** START OF Document extract **
[
https://issues.apache.org/jira/browse/YARN-4022?page=com.atlassian.jira.plugin.system.issuetabpanels:comment-tabpanel&focusedCommentId=16334116#comment-16334116
]
Szilard Nemeth edited comment on YARN-4022 at 1/22/18 11:27 AM:
----------------------------------------------------------------
Hey @danieltempleton, @yufei!
Could you please help me a bit with this one?
I left the _{{yarn.scheduler.fair.user-as-default-queue}}_ and
_{{yarn.scheduler.fair.allow-undeclared-pools}}_ configs on their default
values (true) as based on the FairScheduler page
([https://hadoop.apache.org/docs/current/hadoop-yarn/hadoop-yarn-site/FairScheduler.html]),
this makes the most sense to have dynamic queues created.
When I started a pi job, the job was assigned to a dynamically created queue,
namely "root.szilardnemeth" so I guess the above config is correct.
When I ran {{yarn rmadmin -refreshQueues}} and checked the RM Webservices API
with a GET request to "ws/v1/cluster/scheduler", the queue was still there.
** END OF Document extract **
**Task set**
[a] Write down the YARN-4022 comment from "Could you please" to "dynamic queues created.", word for word.
[b] List every term that appears inside double curly braces in the YARN-4022 comment.
** START OF Extracted material **
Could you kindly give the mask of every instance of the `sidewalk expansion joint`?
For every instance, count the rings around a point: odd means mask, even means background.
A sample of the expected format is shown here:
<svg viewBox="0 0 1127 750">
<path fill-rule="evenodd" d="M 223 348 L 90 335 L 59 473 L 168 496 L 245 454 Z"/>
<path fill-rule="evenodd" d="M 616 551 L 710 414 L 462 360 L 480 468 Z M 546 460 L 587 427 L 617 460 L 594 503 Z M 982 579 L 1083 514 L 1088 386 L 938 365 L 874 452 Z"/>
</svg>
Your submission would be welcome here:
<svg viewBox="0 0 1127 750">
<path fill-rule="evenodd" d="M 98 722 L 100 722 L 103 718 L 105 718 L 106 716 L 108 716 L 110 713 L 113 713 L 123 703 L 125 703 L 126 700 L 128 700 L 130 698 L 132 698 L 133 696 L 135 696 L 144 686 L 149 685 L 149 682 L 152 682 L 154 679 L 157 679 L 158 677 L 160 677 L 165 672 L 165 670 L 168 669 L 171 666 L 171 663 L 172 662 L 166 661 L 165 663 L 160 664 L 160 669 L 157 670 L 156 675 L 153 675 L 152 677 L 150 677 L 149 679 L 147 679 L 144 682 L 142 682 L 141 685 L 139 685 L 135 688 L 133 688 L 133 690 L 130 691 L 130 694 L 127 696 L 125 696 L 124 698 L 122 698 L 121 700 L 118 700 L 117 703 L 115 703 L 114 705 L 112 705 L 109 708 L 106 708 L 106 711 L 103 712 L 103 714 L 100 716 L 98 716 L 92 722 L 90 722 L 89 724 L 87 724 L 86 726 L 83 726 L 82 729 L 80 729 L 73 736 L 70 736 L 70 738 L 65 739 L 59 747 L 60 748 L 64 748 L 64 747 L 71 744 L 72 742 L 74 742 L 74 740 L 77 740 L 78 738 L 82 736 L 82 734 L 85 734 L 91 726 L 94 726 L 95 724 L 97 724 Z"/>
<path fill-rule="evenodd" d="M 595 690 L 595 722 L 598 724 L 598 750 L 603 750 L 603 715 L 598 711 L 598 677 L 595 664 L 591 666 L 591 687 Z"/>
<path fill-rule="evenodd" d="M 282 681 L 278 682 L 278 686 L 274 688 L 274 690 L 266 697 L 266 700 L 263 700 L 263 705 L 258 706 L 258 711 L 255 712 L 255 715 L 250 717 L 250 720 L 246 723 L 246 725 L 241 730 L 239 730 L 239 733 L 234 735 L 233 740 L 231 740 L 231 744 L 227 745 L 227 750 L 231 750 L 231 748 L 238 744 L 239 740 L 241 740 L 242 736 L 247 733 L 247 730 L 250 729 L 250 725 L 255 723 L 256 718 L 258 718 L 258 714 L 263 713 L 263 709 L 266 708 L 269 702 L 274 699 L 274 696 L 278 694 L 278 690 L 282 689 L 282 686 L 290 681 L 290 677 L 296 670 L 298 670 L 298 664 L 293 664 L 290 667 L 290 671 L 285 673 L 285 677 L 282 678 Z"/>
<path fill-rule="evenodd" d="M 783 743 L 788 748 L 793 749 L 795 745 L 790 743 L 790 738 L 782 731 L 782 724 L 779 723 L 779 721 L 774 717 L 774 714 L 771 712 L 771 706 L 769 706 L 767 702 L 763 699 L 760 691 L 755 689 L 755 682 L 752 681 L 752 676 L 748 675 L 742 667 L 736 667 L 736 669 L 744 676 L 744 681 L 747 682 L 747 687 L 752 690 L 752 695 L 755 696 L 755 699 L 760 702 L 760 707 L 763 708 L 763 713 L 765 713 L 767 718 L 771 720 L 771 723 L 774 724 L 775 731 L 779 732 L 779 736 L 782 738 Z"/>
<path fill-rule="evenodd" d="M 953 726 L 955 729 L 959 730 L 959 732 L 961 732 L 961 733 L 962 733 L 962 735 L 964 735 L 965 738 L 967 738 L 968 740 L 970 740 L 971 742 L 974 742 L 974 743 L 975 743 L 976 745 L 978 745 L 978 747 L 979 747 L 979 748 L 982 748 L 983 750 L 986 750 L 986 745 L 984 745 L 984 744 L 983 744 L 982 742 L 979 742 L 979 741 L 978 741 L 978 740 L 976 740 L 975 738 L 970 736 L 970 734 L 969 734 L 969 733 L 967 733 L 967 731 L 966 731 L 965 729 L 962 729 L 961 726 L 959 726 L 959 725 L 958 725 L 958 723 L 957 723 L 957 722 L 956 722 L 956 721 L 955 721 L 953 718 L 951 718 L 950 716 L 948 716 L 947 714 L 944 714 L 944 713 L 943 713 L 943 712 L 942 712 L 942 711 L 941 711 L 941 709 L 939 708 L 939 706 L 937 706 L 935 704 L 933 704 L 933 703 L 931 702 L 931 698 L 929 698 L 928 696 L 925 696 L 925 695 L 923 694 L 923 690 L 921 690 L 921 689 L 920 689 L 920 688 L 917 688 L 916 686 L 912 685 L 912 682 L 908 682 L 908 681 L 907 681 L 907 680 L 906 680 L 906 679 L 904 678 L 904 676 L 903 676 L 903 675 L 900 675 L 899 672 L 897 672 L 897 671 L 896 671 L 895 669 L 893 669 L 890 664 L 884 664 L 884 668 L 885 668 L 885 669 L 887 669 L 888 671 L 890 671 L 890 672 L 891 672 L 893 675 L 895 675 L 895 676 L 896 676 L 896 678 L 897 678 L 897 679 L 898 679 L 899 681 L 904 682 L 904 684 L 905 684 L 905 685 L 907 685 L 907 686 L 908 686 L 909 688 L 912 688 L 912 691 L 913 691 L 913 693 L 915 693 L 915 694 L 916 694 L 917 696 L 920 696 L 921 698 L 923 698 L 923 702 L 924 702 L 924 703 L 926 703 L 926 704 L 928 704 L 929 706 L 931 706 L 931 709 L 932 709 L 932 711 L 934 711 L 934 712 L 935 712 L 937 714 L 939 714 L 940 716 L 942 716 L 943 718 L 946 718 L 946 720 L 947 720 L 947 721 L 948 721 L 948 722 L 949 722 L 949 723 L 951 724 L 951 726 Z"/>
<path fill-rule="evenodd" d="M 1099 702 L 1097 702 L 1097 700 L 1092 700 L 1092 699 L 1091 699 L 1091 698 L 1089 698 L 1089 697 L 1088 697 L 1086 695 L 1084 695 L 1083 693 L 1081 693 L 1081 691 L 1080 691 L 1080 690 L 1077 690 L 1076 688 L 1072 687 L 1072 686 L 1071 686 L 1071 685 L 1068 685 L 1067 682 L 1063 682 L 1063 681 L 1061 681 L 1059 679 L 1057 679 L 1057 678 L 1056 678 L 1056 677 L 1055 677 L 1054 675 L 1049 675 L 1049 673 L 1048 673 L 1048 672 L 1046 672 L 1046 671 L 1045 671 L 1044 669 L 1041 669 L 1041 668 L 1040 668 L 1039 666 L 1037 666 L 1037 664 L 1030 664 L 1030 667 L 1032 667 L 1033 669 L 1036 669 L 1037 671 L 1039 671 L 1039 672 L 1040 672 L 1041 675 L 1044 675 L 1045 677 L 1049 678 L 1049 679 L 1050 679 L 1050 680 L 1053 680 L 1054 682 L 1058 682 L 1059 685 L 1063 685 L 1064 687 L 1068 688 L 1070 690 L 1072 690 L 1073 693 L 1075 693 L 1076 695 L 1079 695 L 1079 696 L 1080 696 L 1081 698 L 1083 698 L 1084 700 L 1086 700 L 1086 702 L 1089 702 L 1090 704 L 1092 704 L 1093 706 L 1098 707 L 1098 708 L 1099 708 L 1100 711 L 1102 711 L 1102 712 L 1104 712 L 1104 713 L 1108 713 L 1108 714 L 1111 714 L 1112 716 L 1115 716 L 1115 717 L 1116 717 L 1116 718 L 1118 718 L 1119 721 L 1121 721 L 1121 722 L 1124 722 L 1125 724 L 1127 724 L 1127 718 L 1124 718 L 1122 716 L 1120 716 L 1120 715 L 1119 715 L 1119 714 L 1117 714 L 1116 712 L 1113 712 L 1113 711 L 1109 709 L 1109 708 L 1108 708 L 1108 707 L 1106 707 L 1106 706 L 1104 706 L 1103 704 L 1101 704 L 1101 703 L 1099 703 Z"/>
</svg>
** END OF Extracted material **
**Final answers**
[a]
Could you please help me a bit with this one?
I left the _{{yarn.scheduler.fair.user-as-default-queue}}_ and
_{{yarn.scheduler.fair.allow-undeclared-pools}}_ configs on their default
values (true) as based on the FairScheduler page
([https://hadoop.apache.org/docs/current/hadoop-yarn/hadoop-yarn-site/FairScheduler.html]),
this makes the most sense to have dynamic queues created.

[b]
yarn.scheduler.fair.user-as-default-queue
yarn.scheduler.fair.allow-undeclared-pools
yarn rmadmin -refreshQueues